__Given data__.
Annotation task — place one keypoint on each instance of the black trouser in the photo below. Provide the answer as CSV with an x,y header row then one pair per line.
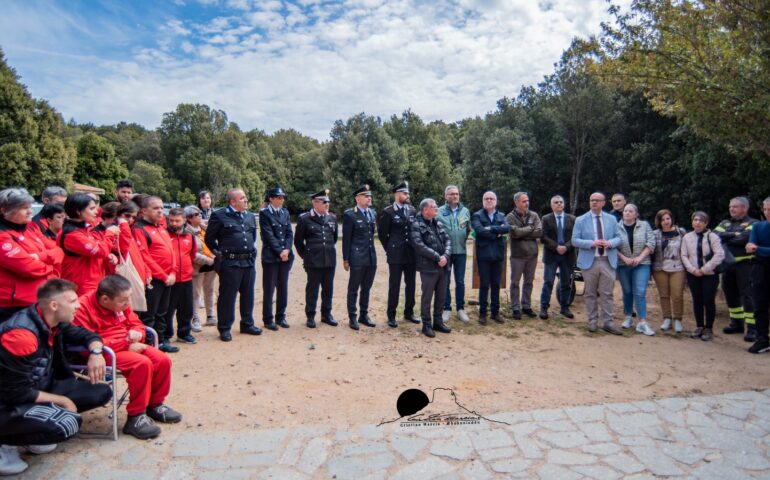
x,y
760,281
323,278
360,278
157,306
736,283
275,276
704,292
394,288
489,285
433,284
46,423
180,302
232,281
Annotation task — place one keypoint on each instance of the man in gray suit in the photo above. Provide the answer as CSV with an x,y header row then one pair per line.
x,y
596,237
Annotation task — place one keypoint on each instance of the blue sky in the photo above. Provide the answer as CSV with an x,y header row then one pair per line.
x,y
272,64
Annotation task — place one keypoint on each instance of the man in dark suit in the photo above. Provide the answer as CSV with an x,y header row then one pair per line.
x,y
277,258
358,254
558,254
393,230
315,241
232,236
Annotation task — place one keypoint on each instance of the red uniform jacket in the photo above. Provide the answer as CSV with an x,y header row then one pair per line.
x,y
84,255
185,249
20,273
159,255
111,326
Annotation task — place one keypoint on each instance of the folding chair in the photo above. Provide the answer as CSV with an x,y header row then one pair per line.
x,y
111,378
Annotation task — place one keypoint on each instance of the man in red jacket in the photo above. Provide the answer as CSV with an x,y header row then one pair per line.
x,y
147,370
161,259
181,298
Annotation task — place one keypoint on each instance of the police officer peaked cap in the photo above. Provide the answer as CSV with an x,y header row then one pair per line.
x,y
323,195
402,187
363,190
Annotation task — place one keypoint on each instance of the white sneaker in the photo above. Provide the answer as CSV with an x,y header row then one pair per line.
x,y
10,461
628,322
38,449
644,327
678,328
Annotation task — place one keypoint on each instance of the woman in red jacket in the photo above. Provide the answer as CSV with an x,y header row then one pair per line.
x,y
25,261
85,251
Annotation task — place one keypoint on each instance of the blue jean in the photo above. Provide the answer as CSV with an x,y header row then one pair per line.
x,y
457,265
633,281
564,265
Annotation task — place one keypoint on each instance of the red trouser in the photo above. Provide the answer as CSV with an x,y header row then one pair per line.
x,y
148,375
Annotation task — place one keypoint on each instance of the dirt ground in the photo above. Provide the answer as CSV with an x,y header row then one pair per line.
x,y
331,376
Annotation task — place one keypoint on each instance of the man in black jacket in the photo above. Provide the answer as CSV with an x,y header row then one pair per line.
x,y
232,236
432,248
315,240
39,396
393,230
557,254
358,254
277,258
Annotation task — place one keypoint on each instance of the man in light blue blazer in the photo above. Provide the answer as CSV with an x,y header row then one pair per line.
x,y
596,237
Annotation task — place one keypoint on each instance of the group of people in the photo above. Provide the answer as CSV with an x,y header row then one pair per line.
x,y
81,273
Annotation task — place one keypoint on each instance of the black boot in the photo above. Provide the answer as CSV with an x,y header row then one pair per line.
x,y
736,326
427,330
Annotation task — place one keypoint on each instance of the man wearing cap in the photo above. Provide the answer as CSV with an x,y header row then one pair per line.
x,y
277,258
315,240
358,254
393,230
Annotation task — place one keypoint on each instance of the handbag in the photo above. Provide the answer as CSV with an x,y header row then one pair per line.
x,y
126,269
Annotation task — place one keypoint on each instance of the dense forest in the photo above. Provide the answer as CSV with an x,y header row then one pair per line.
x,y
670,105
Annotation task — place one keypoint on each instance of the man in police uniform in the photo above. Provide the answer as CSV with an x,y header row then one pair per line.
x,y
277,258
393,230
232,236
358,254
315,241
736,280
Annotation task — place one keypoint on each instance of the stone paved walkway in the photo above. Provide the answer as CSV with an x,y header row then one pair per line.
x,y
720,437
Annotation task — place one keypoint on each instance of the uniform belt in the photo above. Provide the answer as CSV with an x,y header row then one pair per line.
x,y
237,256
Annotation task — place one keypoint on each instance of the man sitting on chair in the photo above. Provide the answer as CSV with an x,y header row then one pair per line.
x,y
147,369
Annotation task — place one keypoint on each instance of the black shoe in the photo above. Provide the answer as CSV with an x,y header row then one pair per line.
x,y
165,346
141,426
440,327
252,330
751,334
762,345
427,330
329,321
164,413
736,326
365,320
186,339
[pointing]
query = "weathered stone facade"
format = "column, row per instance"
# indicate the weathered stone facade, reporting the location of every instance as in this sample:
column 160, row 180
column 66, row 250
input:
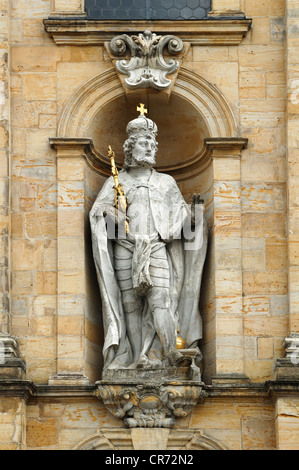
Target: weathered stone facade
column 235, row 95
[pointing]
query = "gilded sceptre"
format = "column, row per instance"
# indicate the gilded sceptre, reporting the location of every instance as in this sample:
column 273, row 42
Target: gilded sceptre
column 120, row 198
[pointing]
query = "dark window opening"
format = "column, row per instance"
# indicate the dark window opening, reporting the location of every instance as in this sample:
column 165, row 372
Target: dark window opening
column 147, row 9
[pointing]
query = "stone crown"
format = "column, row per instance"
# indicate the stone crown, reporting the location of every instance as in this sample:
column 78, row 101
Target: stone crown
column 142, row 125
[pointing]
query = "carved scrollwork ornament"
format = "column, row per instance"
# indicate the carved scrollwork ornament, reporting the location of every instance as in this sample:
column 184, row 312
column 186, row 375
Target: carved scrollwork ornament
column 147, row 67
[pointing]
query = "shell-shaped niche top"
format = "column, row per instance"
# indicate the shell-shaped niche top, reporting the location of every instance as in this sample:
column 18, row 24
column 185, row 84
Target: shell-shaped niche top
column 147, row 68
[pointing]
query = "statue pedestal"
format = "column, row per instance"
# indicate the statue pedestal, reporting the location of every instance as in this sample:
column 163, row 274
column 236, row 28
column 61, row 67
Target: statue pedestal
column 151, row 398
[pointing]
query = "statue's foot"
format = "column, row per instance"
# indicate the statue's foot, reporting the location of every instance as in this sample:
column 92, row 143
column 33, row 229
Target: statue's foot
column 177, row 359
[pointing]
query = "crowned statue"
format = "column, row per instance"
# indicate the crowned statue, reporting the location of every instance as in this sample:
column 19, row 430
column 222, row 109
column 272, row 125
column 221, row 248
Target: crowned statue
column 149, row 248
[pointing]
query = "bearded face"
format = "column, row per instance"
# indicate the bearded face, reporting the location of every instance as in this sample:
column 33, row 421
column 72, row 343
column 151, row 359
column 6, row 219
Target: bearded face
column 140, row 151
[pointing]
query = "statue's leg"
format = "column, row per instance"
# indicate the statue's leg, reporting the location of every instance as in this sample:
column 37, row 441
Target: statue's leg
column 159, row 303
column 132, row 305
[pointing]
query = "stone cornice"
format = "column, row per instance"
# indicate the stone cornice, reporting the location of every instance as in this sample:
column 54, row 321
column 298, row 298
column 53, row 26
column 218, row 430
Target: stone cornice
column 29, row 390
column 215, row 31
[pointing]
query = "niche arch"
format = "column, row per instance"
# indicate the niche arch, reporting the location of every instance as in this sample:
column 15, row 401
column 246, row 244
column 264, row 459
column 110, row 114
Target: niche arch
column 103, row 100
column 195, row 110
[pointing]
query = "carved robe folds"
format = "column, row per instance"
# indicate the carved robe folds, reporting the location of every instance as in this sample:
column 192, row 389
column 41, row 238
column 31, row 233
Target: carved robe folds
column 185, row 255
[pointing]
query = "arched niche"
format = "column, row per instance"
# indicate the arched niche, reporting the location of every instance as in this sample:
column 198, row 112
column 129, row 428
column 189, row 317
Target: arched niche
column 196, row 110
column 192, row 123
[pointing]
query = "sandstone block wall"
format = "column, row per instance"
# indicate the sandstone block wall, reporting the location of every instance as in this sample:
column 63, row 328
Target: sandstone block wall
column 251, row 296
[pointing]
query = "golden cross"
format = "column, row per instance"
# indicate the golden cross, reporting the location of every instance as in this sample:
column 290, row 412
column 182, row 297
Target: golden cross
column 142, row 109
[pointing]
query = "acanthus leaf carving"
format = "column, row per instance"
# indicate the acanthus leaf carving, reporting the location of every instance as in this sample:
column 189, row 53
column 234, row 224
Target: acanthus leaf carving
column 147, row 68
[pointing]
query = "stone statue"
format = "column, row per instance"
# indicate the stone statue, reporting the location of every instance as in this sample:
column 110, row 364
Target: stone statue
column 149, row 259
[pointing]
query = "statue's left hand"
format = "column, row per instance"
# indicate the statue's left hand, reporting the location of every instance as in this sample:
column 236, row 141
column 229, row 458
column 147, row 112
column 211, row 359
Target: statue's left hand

__Your task__. In the listing above, locate the line with "# indicate the gilded" and the line with "column 186, row 375", then extract exactly those lines and every line between them, and nothing more.

__Exercise response__.
# indicate the gilded sceptre, reporting the location of every instance as in this sample:
column 273, row 42
Target: gilded sceptre
column 120, row 198
[pointing]
query = "dark window opening"
format = "column, row per instance"
# indicate the dark window opening, reporting the location of every instance as in this sample:
column 165, row 372
Target: dark window opening
column 147, row 9
[pointing]
query = "stone crown"
format = "column, row per instance"
# indicate the stone crown, reporting the location of every instance as in this sample:
column 78, row 101
Target: stone crown
column 142, row 125
[pointing]
query = "carved scrollwork ornament"
format = "column, row per instance"
# indicate the carved scrollwork ornament, reporting the location of every instance as in this sample:
column 184, row 312
column 186, row 375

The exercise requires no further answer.